Region pointing data
......
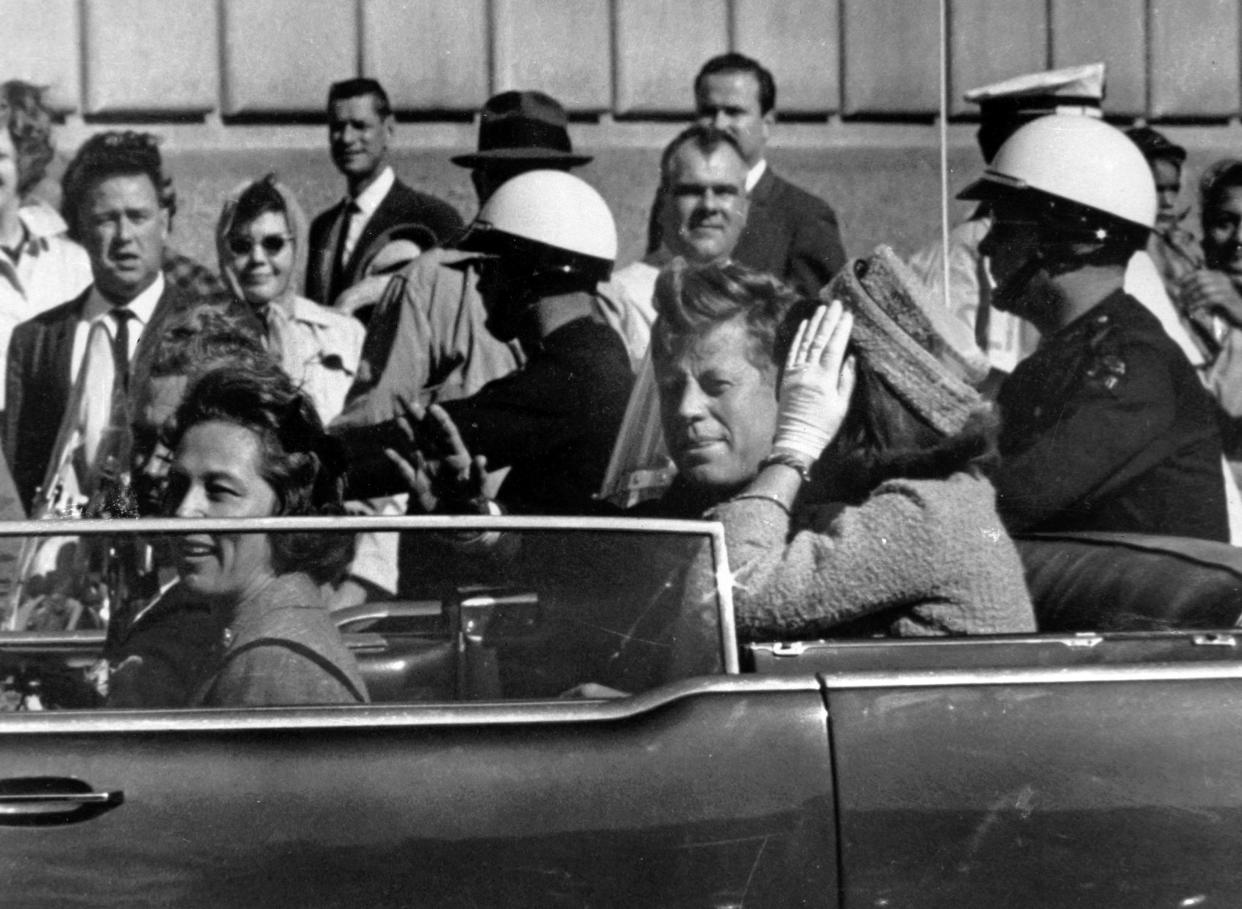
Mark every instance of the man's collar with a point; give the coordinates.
(755, 174)
(142, 306)
(370, 198)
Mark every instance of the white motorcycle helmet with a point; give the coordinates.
(550, 220)
(1083, 179)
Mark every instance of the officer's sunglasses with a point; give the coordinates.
(273, 244)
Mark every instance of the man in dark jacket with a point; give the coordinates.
(1106, 426)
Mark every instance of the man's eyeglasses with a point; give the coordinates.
(273, 245)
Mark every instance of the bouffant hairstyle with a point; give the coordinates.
(1214, 185)
(692, 299)
(112, 154)
(706, 139)
(30, 127)
(303, 465)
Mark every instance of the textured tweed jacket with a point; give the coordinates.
(927, 556)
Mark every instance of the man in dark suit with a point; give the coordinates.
(789, 232)
(114, 199)
(359, 129)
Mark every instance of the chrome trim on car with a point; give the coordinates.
(384, 715)
(1040, 676)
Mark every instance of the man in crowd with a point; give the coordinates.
(1004, 107)
(1106, 426)
(116, 196)
(789, 232)
(359, 128)
(37, 270)
(550, 240)
(703, 212)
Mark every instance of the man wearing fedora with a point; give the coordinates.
(359, 128)
(427, 340)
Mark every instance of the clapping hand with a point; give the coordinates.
(1210, 291)
(437, 467)
(817, 384)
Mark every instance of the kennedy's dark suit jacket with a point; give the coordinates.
(789, 234)
(439, 220)
(37, 381)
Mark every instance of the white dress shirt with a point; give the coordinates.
(97, 311)
(367, 203)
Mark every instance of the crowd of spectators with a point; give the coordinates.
(870, 432)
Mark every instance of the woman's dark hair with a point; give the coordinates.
(1216, 181)
(260, 198)
(303, 465)
(883, 438)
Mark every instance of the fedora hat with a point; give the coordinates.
(523, 127)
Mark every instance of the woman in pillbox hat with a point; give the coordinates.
(874, 514)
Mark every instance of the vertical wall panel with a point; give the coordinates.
(1195, 58)
(150, 56)
(282, 55)
(41, 45)
(557, 47)
(1113, 31)
(661, 46)
(992, 40)
(799, 41)
(892, 56)
(430, 55)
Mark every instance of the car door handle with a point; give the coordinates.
(32, 801)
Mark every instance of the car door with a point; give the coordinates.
(697, 786)
(1096, 770)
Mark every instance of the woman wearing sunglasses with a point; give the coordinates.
(262, 239)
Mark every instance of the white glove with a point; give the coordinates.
(817, 384)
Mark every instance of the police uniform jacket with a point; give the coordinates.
(1107, 427)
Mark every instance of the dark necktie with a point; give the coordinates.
(121, 345)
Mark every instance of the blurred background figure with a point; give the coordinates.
(245, 625)
(262, 244)
(32, 118)
(40, 268)
(790, 232)
(360, 126)
(865, 506)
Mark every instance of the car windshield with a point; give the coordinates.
(446, 610)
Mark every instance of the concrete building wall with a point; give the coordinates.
(215, 70)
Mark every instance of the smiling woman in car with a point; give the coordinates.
(249, 445)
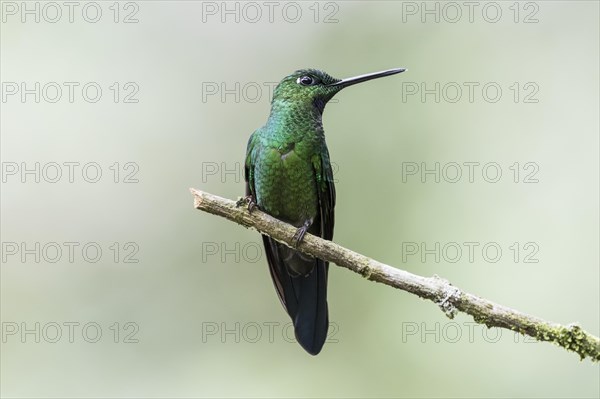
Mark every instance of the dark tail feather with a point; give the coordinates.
(301, 283)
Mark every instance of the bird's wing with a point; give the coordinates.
(326, 192)
(249, 165)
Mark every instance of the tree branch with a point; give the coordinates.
(448, 297)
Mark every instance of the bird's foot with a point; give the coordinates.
(299, 235)
(248, 199)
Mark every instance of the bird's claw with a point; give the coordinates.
(248, 199)
(299, 234)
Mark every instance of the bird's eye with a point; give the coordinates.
(306, 80)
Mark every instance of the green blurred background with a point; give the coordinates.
(200, 284)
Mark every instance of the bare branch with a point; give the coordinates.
(448, 297)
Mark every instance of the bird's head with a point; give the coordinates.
(307, 87)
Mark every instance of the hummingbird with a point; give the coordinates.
(288, 175)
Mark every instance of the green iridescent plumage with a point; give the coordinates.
(289, 176)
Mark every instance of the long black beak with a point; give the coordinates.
(363, 78)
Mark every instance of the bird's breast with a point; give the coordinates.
(285, 183)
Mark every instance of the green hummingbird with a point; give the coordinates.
(288, 175)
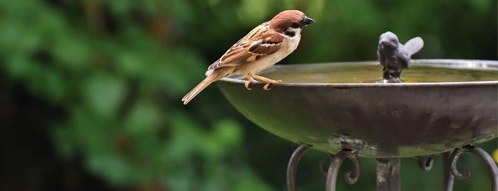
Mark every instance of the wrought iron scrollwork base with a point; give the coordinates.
(450, 160)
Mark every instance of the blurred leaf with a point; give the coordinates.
(103, 94)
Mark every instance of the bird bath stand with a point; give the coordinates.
(444, 107)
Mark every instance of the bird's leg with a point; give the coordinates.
(249, 81)
(267, 80)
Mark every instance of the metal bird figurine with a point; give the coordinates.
(394, 56)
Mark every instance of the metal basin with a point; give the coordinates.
(429, 114)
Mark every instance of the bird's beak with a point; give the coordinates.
(306, 21)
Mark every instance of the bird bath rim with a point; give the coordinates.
(489, 65)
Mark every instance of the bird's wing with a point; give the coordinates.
(260, 42)
(414, 45)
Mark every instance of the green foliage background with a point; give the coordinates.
(90, 90)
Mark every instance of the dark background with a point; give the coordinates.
(90, 90)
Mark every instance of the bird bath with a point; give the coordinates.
(343, 109)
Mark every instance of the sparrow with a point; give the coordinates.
(261, 48)
(394, 56)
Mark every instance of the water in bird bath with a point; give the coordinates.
(370, 72)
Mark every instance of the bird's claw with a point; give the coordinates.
(267, 85)
(247, 84)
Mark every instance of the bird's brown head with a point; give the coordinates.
(290, 19)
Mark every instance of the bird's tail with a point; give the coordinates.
(198, 88)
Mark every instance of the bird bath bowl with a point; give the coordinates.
(332, 107)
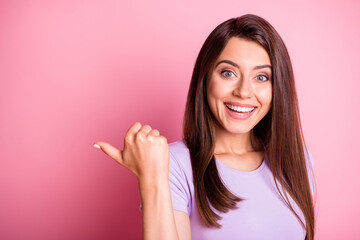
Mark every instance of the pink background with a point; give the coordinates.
(75, 72)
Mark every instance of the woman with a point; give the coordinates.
(242, 170)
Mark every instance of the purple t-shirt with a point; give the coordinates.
(262, 215)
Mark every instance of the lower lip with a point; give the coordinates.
(239, 116)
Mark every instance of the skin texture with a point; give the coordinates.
(146, 152)
(246, 83)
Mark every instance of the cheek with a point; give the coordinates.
(265, 96)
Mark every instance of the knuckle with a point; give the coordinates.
(128, 138)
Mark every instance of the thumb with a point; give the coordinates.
(110, 150)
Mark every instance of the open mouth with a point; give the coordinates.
(240, 110)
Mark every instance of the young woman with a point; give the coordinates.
(242, 170)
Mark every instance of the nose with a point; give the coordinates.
(244, 88)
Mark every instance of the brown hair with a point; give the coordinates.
(280, 130)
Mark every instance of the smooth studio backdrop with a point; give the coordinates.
(75, 72)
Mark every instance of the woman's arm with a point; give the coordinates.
(146, 154)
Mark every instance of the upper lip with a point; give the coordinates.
(240, 104)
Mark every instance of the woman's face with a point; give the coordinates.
(239, 88)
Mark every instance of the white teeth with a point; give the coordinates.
(240, 109)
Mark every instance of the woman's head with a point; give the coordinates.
(252, 29)
(280, 128)
(239, 88)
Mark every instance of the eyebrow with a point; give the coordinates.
(235, 65)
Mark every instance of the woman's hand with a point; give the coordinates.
(145, 153)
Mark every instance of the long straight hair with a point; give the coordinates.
(280, 130)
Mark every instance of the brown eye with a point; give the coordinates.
(262, 78)
(227, 74)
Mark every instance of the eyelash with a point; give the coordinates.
(228, 71)
(266, 78)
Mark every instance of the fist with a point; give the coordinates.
(145, 153)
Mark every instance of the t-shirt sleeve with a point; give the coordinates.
(179, 187)
(310, 169)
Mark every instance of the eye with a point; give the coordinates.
(262, 78)
(227, 74)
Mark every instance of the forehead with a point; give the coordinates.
(244, 52)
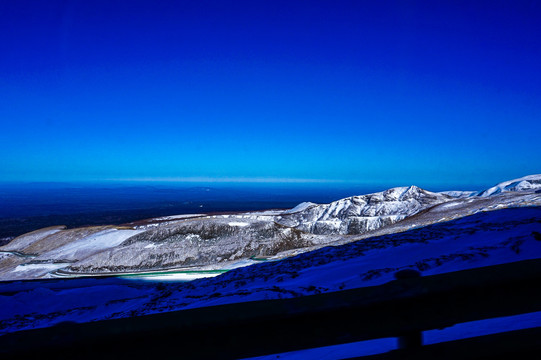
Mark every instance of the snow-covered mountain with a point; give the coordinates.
(530, 182)
(360, 214)
(484, 239)
(211, 242)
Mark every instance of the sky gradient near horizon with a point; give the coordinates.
(394, 92)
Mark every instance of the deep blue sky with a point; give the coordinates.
(435, 92)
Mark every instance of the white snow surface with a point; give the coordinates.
(483, 239)
(86, 246)
(530, 182)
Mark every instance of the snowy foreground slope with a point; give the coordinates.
(208, 243)
(482, 239)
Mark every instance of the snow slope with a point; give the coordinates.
(206, 242)
(485, 238)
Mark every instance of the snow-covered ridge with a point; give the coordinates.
(359, 214)
(222, 241)
(530, 182)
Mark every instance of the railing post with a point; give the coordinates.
(410, 340)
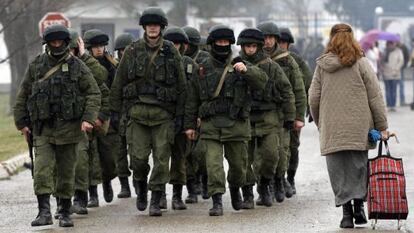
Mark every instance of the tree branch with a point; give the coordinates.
(10, 22)
(3, 60)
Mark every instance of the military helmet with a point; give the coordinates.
(220, 32)
(203, 40)
(95, 37)
(193, 34)
(250, 36)
(74, 35)
(123, 40)
(286, 35)
(153, 15)
(56, 32)
(269, 28)
(176, 35)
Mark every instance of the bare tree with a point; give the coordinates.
(19, 19)
(300, 9)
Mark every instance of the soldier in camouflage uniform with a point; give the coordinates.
(88, 154)
(178, 170)
(292, 71)
(151, 81)
(196, 166)
(108, 145)
(220, 98)
(57, 103)
(264, 118)
(286, 39)
(121, 42)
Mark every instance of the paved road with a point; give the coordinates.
(312, 210)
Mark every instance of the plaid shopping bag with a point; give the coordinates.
(387, 198)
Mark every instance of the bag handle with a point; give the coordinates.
(386, 147)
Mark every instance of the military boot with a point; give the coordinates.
(125, 190)
(93, 196)
(204, 184)
(141, 189)
(265, 197)
(197, 185)
(79, 204)
(248, 197)
(279, 189)
(236, 201)
(217, 209)
(359, 213)
(64, 218)
(108, 192)
(192, 197)
(58, 206)
(177, 201)
(155, 209)
(288, 188)
(44, 217)
(163, 201)
(347, 218)
(291, 180)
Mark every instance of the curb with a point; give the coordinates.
(11, 166)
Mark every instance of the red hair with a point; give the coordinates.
(343, 44)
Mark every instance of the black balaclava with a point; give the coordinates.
(220, 53)
(191, 50)
(258, 56)
(58, 52)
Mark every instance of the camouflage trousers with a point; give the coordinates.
(263, 157)
(142, 140)
(178, 169)
(294, 150)
(108, 150)
(88, 169)
(54, 168)
(236, 154)
(122, 162)
(284, 152)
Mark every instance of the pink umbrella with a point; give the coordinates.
(374, 35)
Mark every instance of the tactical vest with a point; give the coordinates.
(234, 98)
(189, 67)
(57, 97)
(267, 99)
(156, 84)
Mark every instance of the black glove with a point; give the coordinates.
(179, 124)
(289, 125)
(237, 60)
(310, 118)
(114, 121)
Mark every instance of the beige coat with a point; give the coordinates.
(345, 102)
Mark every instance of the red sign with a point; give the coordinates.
(52, 18)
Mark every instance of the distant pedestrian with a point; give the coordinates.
(393, 61)
(406, 56)
(346, 102)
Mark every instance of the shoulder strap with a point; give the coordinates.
(111, 60)
(282, 55)
(221, 82)
(152, 58)
(54, 69)
(196, 56)
(266, 60)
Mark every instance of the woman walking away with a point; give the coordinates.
(346, 102)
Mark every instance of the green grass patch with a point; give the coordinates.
(12, 143)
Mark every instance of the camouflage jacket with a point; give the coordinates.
(55, 107)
......
Your objective
Exactly as written, give the line containing "Mark every instance of the black balaclava" and all remaining lines of the records.

Response to the task
Mark every instance of the black balaclava with a point; give the coordinates.
(220, 53)
(191, 50)
(258, 56)
(58, 52)
Mark every instance of the camouflage trousers with a point; give the coordinates.
(263, 157)
(142, 140)
(178, 169)
(294, 150)
(108, 150)
(88, 169)
(54, 168)
(236, 154)
(122, 162)
(284, 152)
Mark every instance of the pink umbrella with a point; give the coordinates.
(374, 35)
Mark every instance of the tactical vest with a point; give the coordinates.
(234, 98)
(189, 67)
(57, 97)
(267, 99)
(156, 84)
Mark every instance of the black glove with a point; give the coordinates.
(179, 124)
(289, 125)
(237, 60)
(310, 118)
(114, 121)
Mark every instance of the beige coat with a point; give the coordinates.
(345, 102)
Mark every instance of the red sign with a point; give the coordinates.
(52, 18)
Mark every instance of the distant pedestrian with a point; give the coordinates.
(393, 61)
(406, 56)
(346, 102)
Mark every instance of the shoulder strap with a point; give the coordinates.
(111, 60)
(282, 55)
(221, 82)
(152, 58)
(54, 69)
(196, 56)
(266, 60)
Mark every instance of the woman walking away with a point; give the coordinates.
(346, 102)
Mark every instance of the green grass patch with a point; give the coordinates.
(12, 143)
Mark every instance of the camouflage jacket with a point; give the coordinates.
(55, 107)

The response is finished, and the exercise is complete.